| INPUT RECORDS |
• • •

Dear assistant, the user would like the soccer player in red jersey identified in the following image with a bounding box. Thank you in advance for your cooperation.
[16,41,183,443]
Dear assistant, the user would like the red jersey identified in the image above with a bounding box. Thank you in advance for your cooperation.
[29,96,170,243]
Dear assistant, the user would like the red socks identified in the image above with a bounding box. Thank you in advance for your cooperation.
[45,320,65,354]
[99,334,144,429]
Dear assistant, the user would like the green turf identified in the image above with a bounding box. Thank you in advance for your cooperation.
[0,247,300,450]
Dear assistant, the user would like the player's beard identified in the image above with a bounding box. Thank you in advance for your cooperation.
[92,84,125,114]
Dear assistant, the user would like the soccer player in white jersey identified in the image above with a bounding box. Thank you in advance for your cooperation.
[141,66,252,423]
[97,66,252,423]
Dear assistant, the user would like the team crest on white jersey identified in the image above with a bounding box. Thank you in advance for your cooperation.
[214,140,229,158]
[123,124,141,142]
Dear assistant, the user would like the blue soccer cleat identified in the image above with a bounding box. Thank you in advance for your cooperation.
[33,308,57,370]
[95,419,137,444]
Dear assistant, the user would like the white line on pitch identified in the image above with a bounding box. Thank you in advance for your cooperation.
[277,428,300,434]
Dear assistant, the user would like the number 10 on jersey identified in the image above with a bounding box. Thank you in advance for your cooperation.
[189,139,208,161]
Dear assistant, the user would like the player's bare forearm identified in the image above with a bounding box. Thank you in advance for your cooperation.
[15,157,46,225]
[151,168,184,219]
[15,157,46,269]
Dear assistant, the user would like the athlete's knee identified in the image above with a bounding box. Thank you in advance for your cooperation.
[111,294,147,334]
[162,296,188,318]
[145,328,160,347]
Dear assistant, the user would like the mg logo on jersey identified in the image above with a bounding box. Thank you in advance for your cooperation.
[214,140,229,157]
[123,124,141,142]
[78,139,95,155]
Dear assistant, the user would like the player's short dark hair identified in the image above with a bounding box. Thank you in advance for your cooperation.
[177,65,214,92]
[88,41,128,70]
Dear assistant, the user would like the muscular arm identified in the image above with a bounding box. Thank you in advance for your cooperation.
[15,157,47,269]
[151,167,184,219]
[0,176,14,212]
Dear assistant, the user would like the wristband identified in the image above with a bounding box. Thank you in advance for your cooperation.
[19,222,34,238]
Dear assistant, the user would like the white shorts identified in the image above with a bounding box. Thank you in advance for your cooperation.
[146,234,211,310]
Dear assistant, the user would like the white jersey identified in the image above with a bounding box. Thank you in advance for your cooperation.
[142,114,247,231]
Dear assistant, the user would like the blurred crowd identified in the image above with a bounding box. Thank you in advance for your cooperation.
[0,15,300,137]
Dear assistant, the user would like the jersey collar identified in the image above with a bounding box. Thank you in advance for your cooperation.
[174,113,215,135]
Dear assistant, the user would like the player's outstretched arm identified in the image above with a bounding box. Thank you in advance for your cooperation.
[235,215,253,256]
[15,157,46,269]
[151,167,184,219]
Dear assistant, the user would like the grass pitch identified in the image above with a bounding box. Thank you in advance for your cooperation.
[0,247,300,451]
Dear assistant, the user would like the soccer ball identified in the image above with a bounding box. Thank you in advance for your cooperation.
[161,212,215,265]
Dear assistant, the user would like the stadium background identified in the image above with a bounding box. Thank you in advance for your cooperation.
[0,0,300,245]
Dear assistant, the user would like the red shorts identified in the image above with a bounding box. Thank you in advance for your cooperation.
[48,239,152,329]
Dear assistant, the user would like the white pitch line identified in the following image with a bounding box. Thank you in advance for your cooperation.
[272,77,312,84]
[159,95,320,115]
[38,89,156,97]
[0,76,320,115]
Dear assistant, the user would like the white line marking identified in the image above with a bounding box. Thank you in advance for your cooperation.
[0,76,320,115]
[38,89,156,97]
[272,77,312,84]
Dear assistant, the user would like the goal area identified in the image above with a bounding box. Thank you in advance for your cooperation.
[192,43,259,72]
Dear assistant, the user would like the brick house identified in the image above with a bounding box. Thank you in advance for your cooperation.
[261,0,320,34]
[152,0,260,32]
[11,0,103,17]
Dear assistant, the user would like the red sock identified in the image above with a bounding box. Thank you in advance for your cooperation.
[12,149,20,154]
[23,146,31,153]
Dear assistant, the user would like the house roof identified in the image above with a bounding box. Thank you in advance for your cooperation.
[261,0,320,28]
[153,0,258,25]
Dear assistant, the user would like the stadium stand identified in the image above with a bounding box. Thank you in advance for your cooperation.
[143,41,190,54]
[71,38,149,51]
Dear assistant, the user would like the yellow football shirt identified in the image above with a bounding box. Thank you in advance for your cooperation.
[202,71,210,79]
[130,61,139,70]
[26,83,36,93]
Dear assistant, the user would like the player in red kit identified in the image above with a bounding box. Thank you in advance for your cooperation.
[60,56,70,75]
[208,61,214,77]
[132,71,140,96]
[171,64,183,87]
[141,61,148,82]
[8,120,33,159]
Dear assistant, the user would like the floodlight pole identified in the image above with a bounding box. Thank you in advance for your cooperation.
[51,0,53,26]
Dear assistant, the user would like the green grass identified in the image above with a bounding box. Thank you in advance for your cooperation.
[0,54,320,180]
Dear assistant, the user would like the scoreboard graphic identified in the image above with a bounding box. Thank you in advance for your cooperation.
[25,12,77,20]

• • •

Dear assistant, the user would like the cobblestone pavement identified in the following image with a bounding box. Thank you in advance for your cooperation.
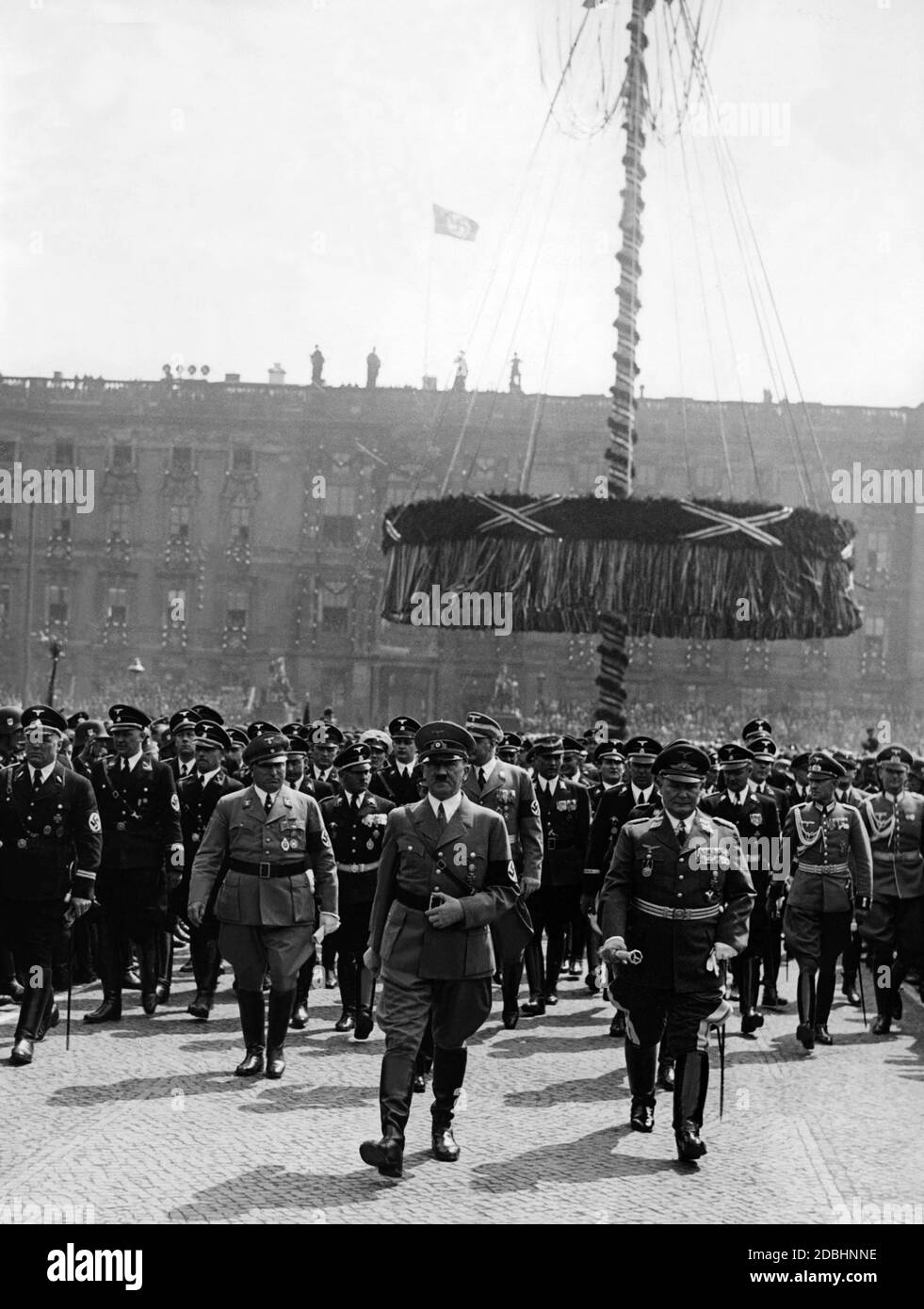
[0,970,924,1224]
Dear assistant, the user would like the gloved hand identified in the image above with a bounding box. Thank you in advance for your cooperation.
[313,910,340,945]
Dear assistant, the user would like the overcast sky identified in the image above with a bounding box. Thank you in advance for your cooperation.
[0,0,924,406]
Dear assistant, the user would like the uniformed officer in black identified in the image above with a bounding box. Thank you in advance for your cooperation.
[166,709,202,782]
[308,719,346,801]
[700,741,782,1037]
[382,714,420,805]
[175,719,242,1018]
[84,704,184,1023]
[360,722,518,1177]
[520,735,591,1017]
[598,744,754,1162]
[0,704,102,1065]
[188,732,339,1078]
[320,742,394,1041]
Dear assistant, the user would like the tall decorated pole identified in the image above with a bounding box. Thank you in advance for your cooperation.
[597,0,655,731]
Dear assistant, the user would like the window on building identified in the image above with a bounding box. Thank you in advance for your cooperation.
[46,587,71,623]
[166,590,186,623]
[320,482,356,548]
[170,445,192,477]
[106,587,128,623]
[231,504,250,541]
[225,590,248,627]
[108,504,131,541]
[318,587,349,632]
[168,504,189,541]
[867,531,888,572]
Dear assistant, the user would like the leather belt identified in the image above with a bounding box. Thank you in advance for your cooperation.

• • •

| WORK TO COMPLETE |
Print the rows above again without any change, from the line with "Dear assistant, the user would like the soccer player in red" to the line with "[189,139,208,161]", both included.

| REPLY TO THE EXERCISE |
Dear assistant, the user would like the soccer player in red jersey identified in the following image with a bounding box. Thank you in advance for your cooperation.
[16,41,183,443]
Dear assistant, the user would like the red jersey identified in the image above with a bounding box. Thank you in advance for your cooperation.
[29,96,170,243]
Dear assistant, the user would like the red socks identified in the image above with a bounding box. Thank you in advance for your cooperation.
[45,320,65,354]
[99,334,144,429]
Dear assistant, the user would like the green turf identified in the image above with a bounding box. Thank you in advance for your cooperation.
[0,247,300,450]
Dear assistant, the user would like the player's beard identified in the image above with a bounding box. Thank you in advance for your cooperation.
[92,84,125,114]
Dear assistant, the user would like the soccer player in white jersey identified in the image above with a bounding box. Thank you in advance for your cooperation.
[141,66,252,423]
[97,66,252,423]
Dear assistant, the user would like the team crest on white jersey identified in the image above with a bounding box. Thank you in advance for your cooperation.
[214,140,229,158]
[123,124,141,142]
Dear assistant, the user would like the blue soccer cleat identified in the image above with a bounding box. Thank you in advance for your cooperation.
[33,308,57,370]
[95,419,137,444]
Dear assistant, the user would like the white line on pitch identified in the image above with a bounding box. Thank you in advance for your cooperation.
[277,428,300,434]
Dear assistant, the user would like the number 10 on jersey identified in the image above with a bounding box. Thank you in advance for your cooperation.
[189,139,208,161]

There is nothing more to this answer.